*PROVIDED MATERIAL*.
══════════

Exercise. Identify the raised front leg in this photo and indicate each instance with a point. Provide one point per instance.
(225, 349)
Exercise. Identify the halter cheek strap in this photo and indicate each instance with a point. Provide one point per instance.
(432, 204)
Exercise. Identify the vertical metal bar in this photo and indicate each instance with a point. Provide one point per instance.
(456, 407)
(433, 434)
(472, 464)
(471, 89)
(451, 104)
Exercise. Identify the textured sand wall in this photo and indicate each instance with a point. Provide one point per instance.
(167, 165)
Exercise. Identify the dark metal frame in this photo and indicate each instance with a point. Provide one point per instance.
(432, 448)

══════════

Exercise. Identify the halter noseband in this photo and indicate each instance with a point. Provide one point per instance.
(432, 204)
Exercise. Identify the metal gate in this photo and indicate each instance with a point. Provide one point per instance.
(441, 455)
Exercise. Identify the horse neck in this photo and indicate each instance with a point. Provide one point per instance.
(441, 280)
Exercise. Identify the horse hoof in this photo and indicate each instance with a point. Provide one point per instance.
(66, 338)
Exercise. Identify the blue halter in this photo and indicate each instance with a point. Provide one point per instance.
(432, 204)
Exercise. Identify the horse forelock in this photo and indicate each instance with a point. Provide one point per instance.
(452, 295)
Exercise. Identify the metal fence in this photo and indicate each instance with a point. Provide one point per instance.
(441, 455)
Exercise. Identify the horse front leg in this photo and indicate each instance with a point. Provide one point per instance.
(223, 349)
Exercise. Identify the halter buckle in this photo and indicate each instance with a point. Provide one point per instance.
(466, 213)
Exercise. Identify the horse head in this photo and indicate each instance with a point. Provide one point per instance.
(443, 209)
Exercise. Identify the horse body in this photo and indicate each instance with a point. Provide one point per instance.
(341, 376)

══════════

*YOUR OBJECTIVE*. Pull out every line in the records above that contains the word "front".

*RESPONSE*.
Exercise. Identify the raised front leg in this photo and indicate each instance with a point. Provide one point per instance.
Exercise. Identify the horse front leg in this photo and indicate each instance with a point. Provide one point per instance.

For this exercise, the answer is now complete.